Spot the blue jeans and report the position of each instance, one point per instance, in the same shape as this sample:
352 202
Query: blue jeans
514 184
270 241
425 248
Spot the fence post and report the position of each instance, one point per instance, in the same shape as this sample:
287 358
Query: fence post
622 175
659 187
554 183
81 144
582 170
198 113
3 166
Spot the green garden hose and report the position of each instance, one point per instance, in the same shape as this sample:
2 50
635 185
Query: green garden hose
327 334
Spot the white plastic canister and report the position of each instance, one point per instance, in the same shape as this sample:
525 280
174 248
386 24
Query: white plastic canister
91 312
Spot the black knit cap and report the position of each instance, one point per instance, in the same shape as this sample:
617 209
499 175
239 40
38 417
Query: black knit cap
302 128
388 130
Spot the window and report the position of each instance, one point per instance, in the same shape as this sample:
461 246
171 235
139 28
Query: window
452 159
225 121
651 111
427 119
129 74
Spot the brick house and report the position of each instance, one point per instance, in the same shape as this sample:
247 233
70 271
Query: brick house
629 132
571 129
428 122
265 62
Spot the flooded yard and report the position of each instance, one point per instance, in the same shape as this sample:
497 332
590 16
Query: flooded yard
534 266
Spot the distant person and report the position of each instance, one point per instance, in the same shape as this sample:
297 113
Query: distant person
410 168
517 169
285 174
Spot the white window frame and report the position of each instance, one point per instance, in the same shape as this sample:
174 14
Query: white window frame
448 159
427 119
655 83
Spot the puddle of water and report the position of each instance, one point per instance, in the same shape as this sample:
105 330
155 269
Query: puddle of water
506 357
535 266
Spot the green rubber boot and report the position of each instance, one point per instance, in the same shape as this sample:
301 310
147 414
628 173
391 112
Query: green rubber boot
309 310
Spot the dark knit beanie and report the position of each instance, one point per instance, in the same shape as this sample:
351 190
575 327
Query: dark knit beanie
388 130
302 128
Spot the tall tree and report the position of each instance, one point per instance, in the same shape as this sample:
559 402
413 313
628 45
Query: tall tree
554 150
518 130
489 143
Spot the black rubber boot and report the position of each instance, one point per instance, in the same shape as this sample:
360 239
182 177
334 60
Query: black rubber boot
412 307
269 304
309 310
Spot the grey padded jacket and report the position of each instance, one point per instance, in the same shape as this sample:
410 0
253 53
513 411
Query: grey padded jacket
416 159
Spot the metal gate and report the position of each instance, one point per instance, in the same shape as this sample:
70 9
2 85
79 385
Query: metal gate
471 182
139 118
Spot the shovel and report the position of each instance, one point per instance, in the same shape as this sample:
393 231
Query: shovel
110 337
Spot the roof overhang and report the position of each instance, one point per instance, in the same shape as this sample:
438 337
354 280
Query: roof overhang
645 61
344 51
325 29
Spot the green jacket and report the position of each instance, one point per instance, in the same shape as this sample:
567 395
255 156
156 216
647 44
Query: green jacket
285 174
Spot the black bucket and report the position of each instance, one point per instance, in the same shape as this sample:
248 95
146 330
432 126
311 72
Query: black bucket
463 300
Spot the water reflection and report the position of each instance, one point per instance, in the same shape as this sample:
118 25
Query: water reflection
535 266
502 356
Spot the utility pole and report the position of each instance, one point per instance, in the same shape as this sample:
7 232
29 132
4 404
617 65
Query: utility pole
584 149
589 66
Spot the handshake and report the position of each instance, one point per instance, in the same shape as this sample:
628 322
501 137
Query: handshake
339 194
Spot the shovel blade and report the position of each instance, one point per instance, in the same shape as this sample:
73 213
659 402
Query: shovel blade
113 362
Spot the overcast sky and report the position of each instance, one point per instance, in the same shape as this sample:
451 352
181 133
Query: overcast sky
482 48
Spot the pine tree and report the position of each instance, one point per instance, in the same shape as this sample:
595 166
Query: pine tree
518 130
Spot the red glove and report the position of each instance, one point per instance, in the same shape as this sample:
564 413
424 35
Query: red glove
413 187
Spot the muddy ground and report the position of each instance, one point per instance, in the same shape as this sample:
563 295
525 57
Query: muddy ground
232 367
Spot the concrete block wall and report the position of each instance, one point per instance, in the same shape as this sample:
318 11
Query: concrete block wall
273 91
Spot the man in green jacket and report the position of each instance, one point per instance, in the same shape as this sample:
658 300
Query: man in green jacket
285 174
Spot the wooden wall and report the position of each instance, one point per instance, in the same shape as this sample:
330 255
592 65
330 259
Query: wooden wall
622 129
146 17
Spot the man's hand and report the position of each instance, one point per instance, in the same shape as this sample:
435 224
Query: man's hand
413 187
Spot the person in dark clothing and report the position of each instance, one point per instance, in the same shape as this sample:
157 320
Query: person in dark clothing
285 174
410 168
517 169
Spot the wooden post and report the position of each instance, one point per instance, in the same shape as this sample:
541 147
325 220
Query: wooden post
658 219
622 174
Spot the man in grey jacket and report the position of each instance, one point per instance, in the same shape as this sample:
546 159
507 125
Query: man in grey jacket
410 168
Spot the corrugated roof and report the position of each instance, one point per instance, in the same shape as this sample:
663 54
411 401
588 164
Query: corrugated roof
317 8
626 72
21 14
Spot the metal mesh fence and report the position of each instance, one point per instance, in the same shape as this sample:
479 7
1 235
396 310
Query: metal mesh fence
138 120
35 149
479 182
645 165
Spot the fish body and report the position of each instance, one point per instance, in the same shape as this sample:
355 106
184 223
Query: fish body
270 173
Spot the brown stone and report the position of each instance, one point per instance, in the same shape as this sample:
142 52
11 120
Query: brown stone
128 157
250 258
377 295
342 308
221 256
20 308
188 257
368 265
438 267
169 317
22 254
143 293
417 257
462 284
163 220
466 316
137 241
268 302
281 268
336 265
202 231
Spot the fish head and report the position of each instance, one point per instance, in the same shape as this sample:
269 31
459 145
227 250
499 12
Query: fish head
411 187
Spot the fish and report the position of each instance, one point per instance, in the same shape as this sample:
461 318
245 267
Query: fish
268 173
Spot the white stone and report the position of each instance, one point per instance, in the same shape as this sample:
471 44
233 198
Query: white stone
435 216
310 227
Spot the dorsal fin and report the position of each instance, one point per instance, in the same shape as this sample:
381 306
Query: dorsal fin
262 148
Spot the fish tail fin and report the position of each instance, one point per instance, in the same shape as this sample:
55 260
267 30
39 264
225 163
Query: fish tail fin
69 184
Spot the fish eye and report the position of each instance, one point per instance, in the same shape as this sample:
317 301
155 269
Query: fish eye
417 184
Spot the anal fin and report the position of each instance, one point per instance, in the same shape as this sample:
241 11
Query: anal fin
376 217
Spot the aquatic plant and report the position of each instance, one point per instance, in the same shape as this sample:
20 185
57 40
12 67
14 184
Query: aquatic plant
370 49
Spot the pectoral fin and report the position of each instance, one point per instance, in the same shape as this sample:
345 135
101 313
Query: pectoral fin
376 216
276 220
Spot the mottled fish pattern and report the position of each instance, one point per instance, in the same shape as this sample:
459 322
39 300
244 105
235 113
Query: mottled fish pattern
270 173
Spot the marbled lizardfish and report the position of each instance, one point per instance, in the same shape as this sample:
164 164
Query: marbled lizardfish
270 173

Task description:
Copy all of the lines above verbatim, with no changes.

Complete answer:
Spot the blue jeans and report the position of each instance, one point per instance, in the same shape as this sample:
352 202
Query: blue jeans
514 184
270 241
425 248
Spot the fence post and report the position of each instance, one point per instance, in the same shape as this sample:
287 358
Query: fence post
622 175
659 187
554 183
81 144
582 170
198 113
3 166
Spot the green garden hose and report the position of each instance, one point per instance, in the same shape as this sample:
2 50
635 185
Query: green garden hose
327 334
Spot the white plastic canister and report the position of each instance, one point per instance, in the same shape as this sample:
525 280
174 248
386 24
Query: white plastic canister
91 312
Spot the black knit cap and report the position of each instance, one point per instance, in the same shape as this sample:
617 209
499 175
239 40
38 417
Query: black knit cap
302 128
388 130
Spot the window and report the position of each instance, one point per instance, in the same shape as this sample:
461 246
171 235
139 28
Query: window
452 159
225 121
651 111
427 119
129 74
Spot the brick house and report the position of each instance, one point per instance, in the same shape as this sample:
247 233
70 271
Query: brick house
629 132
571 129
428 122
265 62
Spot the flooded yard and report the position of each instance, one point per instance, in the same shape as this sample:
497 332
590 16
Query: flooded yard
534 266
Spot the distant person and report the position of each instance, one point per instance, in the same shape as this sample:
297 113
Query: distant person
410 168
517 169
285 174
Spot the white window frame and report the position of each instance, one point per instance, in the same shape as this sample:
174 14
Query: white window frame
448 159
427 119
655 83
Spot the puddle of water and report the position of each instance, one point per instance, in the same shape as this sample:
105 330
155 269
Query: puddle of water
506 357
535 266
Spot the green rubber boot and report the position of each instance, one point per instance, in the same shape as this sample:
301 310
147 414
628 173
391 112
Query: green rubber boot
309 310
Spot the dark knit beanie and report the position of each instance, one point per instance, in the same shape as this sample:
351 190
575 327
Query: dark knit beanie
388 130
302 128
Spot the tall tree and report the position of each instance, one point per instance, in the same shape as this sample:
559 402
413 313
628 45
Query: tall tree
554 150
518 130
489 143
Spot the black rubber boot and report the position of each instance, one point per instance, in the same shape as this sample:
360 239
182 177
334 60
Query: black rubber boot
412 307
269 304
309 310
Spot the grey padded jacket and report the position of each instance, one point per instance, in the same shape as this sample:
410 0
253 53
513 411
Query: grey padded jacket
416 159
Spot the metal gate and report the position of each instance, one point per instance, in the same shape as this sample:
70 9
2 85
79 385
Query: metal gate
471 182
139 118
Spot the shovel and report the position of each instance, one point per instance, in the same shape as this sample:
393 231
Query: shovel
110 337
Spot the roof overhang and report the position of each instance, one point per instance, in the same shape as this sample:
438 337
354 280
Query: roof overhang
645 61
344 51
325 29
Spot the green jacket and report the position of each instance, one point per instance, in the same shape as this sample:
567 395
255 156
156 216
647 44
Query: green jacket
285 174
Spot the black bucket and report the position of each instance, one point per instance, in the same shape as this sample:
248 95
146 330
432 126
311 72
Query: black bucket
463 300
Spot the water reflection and report the position of each instance, one point per instance, in the same shape as this sample:
118 25
Query: water reflection
535 266
502 356
Spot the utility pole and report the position of each instance, one point per instance, in the same shape as this sample:
7 232
29 132
4 404
617 65
Query: utility pole
584 149
589 66
Spot the handshake and report the position of each instance, one point per instance, in the same shape as this sample:
628 322
501 137
Query: handshake
339 194
Spot the shovel blade and report the position of each instance, one point per instance, in the same shape as this sample:
73 213
659 402
Query: shovel blade
113 362
Spot the overcast sky and report the position of each instance, one point per instance, in the same shape as this sample:
451 352
181 133
Query: overcast sky
482 48
Spot the pine tree and report the position of each instance, one point per instance, in the same shape as this sample:
595 166
Query: pine tree
518 130
Spot the red glove and report the position of each instance, one point per instance, in the same shape as this sample:
564 413
424 35
Query: red glove
413 187
Spot the muddy ground and report the position of each instance, one point per instance, in the same shape as this sample:
563 295
525 57
Query: muddy ground
232 367
Spot the concrete block wall and report the position of each instance, one point per instance, in the same shape as this sample:
318 11
Query: concrete block wall
273 91
Spot the man in green jacket and report the position of each instance, one point per instance, in the same shape as this sample:
658 300
Query: man in green jacket
285 174
Spot the wooden wall and report the position of each instance, one point per instance, in the same shape as this sample:
330 255
592 65
330 259
Query: wooden wall
622 129
146 17
Spot the man's hand and report the position of each instance, one point per instance, in the same shape as this sample:
435 224
Query: man's hand
413 187
Spot the person in dark clothing and report the position of each instance, one point per instance, in the same shape as this sample:
157 320
Query: person in dark clothing
285 174
410 168
517 169
Spot the wooden post and report the position of each instance, one point per instance, in the same shape as this sample:
541 147
325 220
Query: wooden post
658 219
622 174
Spot the man in grey jacket and report the position of each instance, one point per instance, in the same shape as this sample:
546 159
507 125
Query: man in grey jacket
410 168
Spot the corrugated roof and report the position of each instance, one point per instance, in the same shape as this sample:
663 54
411 401
588 164
Query: corrugated roof
317 8
626 72
21 14
Spot the metal mesh fence and report the position of each instance, one point per instance, in the same shape as this sample:
479 7
1 235
396 310
Query: metal mesh fence
138 120
35 149
479 182
645 165
Spot the fish body and report the position of each instance, one point per instance, in the same shape as this sample:
355 106
184 223
Query: fish body
270 173
Spot the brown stone and report the position of each instance, one point per instance, in the same shape as this sample:
142 52
11 120
Query: brown stone
128 157
250 258
377 295
342 308
221 256
20 308
188 257
368 265
438 267
169 317
22 254
143 293
417 257
462 284
163 220
466 316
137 241
268 302
281 268
336 265
202 231
Spot the fish head and report the position of each instance, one point per instance, in the same shape as this sample:
269 31
459 145
227 250
499 12
Query: fish head
411 187
Spot the fish and report the position of each instance, one point per instance, in the same shape as this sample:
461 318
245 267
Query: fish
268 173
Spot the white stone and report the position of each instance, one point per instance, in the same shape as this sample:
471 44
233 198
Query: white stone
435 216
310 227
Spot the dorsal fin and report the position of each instance, one point per instance, in the same shape as this sample:
381 306
Query: dorsal fin
262 148
Spot the fish tail fin and report the position of each instance, one point per instance, in the same shape as this sample:
55 260
267 30
39 264
225 163
Query: fish tail fin
69 184
Spot the fish eye and report the position of each instance, one point per instance, in the same shape as this sample:
317 301
155 269
Query: fish eye
417 184
Spot the anal fin and report the position of each instance, one point per instance, in the same shape as this sample:
241 11
Query: anal fin
376 217
Spot the aquatic plant and report the position of each instance, one point per instance, in the same shape as this sample:
20 185
57 40
12 67
14 184
Query: aquatic plant
370 49
Spot the pectoral fin and report the position of each instance, one point per instance, in the same shape as this sample:
345 135
101 313
Query: pectoral fin
376 216
276 220
Spot the mottled fish pattern and report the position of each instance, one point per instance, in the same shape as this sample:
459 322
39 300
244 105
235 113
Query: mottled fish pattern
270 173
Spot the marbled lizardfish and report the position of each instance, one point per instance, in the same shape as this sample:
164 164
Query: marbled lizardfish
270 173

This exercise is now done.